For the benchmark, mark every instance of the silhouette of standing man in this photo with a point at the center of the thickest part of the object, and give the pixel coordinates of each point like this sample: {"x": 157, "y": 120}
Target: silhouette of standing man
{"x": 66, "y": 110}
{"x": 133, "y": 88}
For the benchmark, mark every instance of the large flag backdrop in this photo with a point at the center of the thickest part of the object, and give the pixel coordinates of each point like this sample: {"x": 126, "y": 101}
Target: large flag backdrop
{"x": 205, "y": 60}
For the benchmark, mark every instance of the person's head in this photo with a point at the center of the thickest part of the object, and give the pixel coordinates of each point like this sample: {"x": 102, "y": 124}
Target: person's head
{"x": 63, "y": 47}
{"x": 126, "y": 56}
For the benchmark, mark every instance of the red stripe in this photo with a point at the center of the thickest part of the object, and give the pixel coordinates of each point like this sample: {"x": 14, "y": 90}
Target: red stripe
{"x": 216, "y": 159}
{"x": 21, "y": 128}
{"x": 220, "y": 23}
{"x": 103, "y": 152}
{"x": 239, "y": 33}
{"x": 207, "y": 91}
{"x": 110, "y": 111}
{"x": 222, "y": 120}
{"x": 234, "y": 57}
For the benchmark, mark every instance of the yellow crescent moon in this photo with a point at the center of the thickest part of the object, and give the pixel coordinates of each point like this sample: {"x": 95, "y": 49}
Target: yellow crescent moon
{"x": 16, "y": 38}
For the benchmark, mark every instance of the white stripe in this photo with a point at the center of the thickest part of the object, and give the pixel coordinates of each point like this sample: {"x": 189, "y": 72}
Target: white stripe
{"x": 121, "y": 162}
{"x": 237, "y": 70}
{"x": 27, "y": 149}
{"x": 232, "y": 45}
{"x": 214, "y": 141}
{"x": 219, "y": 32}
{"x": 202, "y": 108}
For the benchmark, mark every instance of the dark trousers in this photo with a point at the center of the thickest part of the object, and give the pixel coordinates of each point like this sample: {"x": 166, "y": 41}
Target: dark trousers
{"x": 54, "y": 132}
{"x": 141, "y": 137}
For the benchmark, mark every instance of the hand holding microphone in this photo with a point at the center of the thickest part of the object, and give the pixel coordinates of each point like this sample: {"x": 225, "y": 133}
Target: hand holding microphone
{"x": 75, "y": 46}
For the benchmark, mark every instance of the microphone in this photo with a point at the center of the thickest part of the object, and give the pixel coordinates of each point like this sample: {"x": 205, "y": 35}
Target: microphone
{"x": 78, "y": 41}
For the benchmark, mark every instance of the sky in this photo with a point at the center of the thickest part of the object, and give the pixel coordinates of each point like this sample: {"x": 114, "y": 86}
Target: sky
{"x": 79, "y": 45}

• **Given instruction**
Print the listing above in its entirety, with every line exact.

• **Finished answer**
For the benchmark, mark every instance of the silhouette of standing man in this photo with a point at the center of the thickest part of the object, and give the pixel coordinates of each point like this sample: {"x": 157, "y": 120}
Target: silhouette of standing man
{"x": 66, "y": 110}
{"x": 133, "y": 88}
For the benchmark, mark every instance of the large flag backdrop in this photo with a point at the center of the thickest part of the object, and give the pixel coordinates of each point like this sample: {"x": 126, "y": 101}
Target: large flag backdrop
{"x": 205, "y": 60}
For the benchmark, mark every instance of the person's head in this photo with a point at the center of the thickest part of the object, and give the pixel coordinates of each point like this sample: {"x": 102, "y": 124}
Target: person's head
{"x": 63, "y": 47}
{"x": 126, "y": 56}
For the benchmark, mark every instance of the red stripe in this photo with a point at the center of the thickest part of the object, and give the pixel coordinates of each point like this sample: {"x": 14, "y": 90}
Target: red stripe
{"x": 216, "y": 159}
{"x": 21, "y": 128}
{"x": 220, "y": 23}
{"x": 103, "y": 152}
{"x": 239, "y": 33}
{"x": 207, "y": 91}
{"x": 110, "y": 111}
{"x": 222, "y": 120}
{"x": 234, "y": 57}
For the benchmark, mark every instance of the yellow crescent moon in this photo with a point at the center of the thickest part of the object, and give the pixel coordinates of each point like this sample: {"x": 95, "y": 49}
Target: yellow crescent moon
{"x": 16, "y": 38}
For the benchmark, mark every instance of the white stripe in this photo with a point at the center of the thickest part of the object, and give the pixel coordinates of each point like this sample: {"x": 189, "y": 72}
Target: white stripe
{"x": 121, "y": 162}
{"x": 237, "y": 70}
{"x": 27, "y": 149}
{"x": 232, "y": 45}
{"x": 214, "y": 141}
{"x": 219, "y": 32}
{"x": 202, "y": 108}
For the benchmark, mark every instance of the dark trousers in this photo with a point at the center of the thickest part of the object, and give the pixel coordinates of each point like this sample: {"x": 166, "y": 41}
Target: dark trousers
{"x": 54, "y": 132}
{"x": 141, "y": 137}
For the benchmark, mark every instance of the hand holding microphone in this photo with a point at the center of the thickest part of the object, and give the pixel coordinates of each point like this sample: {"x": 225, "y": 133}
Target: hand holding microphone
{"x": 75, "y": 46}
For the benchmark, mark every instance of the microphone in this photo with a point at the center of the thickest part of the object, and give the pixel coordinates of each point like this sample: {"x": 205, "y": 35}
Target: microphone
{"x": 78, "y": 41}
For the benchmark, mark every instance of the sky in this photo with a point at the center of the thickest part of the object, and give the pixel coordinates of each point like this sample: {"x": 114, "y": 86}
Target: sky
{"x": 79, "y": 45}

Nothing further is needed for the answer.